■ Try it: I would like every entry below written out exactly.

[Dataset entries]
----

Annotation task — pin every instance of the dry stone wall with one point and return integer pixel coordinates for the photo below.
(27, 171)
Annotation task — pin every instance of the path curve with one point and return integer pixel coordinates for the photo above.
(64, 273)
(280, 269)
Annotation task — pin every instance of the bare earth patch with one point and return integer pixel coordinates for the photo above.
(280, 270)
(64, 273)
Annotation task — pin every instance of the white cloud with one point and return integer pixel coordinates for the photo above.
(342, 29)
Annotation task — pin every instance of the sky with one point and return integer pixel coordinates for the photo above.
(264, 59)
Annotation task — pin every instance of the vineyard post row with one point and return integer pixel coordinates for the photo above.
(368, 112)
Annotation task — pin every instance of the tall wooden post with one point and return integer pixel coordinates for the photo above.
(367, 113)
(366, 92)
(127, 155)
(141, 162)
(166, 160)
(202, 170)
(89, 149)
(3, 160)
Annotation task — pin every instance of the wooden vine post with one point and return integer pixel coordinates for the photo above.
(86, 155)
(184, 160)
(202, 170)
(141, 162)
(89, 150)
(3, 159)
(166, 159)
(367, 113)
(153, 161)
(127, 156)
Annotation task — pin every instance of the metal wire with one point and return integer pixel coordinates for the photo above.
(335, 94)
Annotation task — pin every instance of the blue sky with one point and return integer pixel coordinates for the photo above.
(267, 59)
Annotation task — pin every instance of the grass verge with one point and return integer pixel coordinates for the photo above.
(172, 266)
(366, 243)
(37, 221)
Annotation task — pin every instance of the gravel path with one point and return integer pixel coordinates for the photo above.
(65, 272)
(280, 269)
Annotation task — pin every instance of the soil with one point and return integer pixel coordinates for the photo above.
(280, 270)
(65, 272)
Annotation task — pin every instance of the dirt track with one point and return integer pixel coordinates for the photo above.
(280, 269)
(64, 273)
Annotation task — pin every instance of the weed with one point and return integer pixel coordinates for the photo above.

----

■ Written response:
Annotation task — pin every instance of the dry stone wall with one point and return integer pixel coordinates for the photo below.
(27, 171)
Annotation task — pin every instance of the path curve with one point and return integer pixel coordinates for the photo above.
(64, 273)
(280, 269)
Annotation task — pin every instance of the bare earth patch with one point and return integer pixel coordinates for the photo above.
(280, 270)
(64, 273)
Annotation task — pin every instance of the white cloud with one point and return integer pixel coordinates for the photo above.
(342, 29)
Annotation task — pin every instance of the sky with one point and return integer pixel coordinates for the photo above.
(264, 59)
Annotation task — pin every instance of the vineyard post row with one point and return integer pixel coordinates for the photo above.
(368, 112)
Annotation task — pin every instance of the tall wooden post with one point and return integer pixel coordinates for the photo above.
(367, 113)
(366, 92)
(127, 155)
(141, 162)
(166, 160)
(202, 170)
(89, 149)
(3, 160)
Annotation task — pin every instance of the wooden vine post with one point and return integer pixel coordinates for the photo above.
(86, 155)
(184, 160)
(202, 170)
(141, 162)
(89, 150)
(3, 159)
(166, 159)
(367, 113)
(153, 161)
(127, 156)
Annotation task — pin every instance of the metal wire with one point and return integer pixel coordinates for the photo above.
(335, 94)
Annotation task — pin every instance of the blue sky with one point and return integer pixel coordinates for the photo above.
(267, 59)
Annotation task — pin every instance of the grass verge with one point and return integer pixel coordinates for the photo above.
(172, 266)
(366, 243)
(37, 221)
Annotation task — pin every instance of the gravel path with one point and return integer pixel coordinates for the photo above.
(65, 272)
(280, 269)
Annotation task — pin every instance of the soil with one point and return integer pixel coordinates for the photo above.
(280, 270)
(65, 272)
Annotation task — pin every instance of the dirt track with one point and return integer pixel coordinates for the photo above.
(280, 269)
(64, 273)
Annotation task — pin every instance of the weed with one point and return integer pixel coordinates for the photo above.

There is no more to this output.